What you will do:
Return the lines from the one containing "For every instance of the cobblestone" to the end of the material, both end lines included, exactly and with nothing else.

[[ Data extract open ]]

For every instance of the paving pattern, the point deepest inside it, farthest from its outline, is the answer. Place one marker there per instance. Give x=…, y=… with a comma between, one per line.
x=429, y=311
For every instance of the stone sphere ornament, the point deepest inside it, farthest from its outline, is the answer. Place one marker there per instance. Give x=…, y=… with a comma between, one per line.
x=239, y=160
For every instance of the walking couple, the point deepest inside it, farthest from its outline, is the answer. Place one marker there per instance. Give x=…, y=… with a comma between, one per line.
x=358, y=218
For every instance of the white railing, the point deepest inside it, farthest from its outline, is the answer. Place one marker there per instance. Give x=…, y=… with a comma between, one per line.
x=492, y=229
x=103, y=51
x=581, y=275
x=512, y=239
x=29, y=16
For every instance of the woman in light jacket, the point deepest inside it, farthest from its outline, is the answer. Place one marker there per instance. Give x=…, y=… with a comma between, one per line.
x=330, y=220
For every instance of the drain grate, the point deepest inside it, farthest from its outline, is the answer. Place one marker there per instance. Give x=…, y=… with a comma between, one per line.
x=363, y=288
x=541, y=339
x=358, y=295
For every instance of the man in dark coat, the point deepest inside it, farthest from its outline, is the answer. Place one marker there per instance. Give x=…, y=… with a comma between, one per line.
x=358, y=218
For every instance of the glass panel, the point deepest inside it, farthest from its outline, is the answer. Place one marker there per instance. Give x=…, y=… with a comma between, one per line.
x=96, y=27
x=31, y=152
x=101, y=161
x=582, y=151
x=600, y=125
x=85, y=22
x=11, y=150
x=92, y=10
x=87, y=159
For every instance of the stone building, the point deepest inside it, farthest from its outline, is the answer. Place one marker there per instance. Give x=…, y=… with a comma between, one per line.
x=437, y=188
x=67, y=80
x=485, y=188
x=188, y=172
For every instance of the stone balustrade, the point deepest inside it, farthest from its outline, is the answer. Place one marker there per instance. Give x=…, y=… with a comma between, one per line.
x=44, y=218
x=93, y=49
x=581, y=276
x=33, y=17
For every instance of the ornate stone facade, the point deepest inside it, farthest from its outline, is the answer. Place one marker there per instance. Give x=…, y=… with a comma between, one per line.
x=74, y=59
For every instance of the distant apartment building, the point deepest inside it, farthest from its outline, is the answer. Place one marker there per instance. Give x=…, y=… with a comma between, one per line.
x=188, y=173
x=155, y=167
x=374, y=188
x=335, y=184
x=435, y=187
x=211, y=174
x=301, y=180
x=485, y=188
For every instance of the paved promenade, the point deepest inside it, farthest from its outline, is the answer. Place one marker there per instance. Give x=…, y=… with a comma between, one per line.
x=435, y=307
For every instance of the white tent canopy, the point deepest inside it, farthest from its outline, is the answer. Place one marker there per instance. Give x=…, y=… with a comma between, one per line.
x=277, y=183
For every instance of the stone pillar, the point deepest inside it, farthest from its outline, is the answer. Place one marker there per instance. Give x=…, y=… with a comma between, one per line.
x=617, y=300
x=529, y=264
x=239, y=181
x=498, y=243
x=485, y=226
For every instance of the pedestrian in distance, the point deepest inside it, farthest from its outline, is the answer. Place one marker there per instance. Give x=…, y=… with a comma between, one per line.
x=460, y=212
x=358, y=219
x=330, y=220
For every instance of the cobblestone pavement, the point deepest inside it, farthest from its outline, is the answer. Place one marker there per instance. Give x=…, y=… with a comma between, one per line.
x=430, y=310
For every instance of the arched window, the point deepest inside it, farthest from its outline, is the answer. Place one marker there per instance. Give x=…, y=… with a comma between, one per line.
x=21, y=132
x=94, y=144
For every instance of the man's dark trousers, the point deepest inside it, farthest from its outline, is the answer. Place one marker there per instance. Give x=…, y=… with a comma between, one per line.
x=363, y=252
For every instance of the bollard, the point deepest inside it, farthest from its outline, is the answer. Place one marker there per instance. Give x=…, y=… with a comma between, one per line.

[[ Data extract closed ]]

Task response:
For every instance of the cobblestone pavement, the point deepest inside it, farthest from its outline, is the answer. Place one marker there per instance. Give x=…, y=… with a comma between, one per line.
x=430, y=310
For every instance of the arched window, the point deepest inside it, farthest from its outline, is the answer. Place one marker there per instance. Give x=…, y=… with a comma between, one per line.
x=21, y=132
x=94, y=144
For every instance of the man's dark trousers, the point deepest inside it, farthest from its outline, is the answer. Place one marker there per instance. Give x=…, y=… with a comma between, one per line.
x=363, y=252
For every instance of the bollard, the point deepest inside it, farthest from its outline, is the answer. Place one marker there per instance. Give x=…, y=… with a comma between, one per line.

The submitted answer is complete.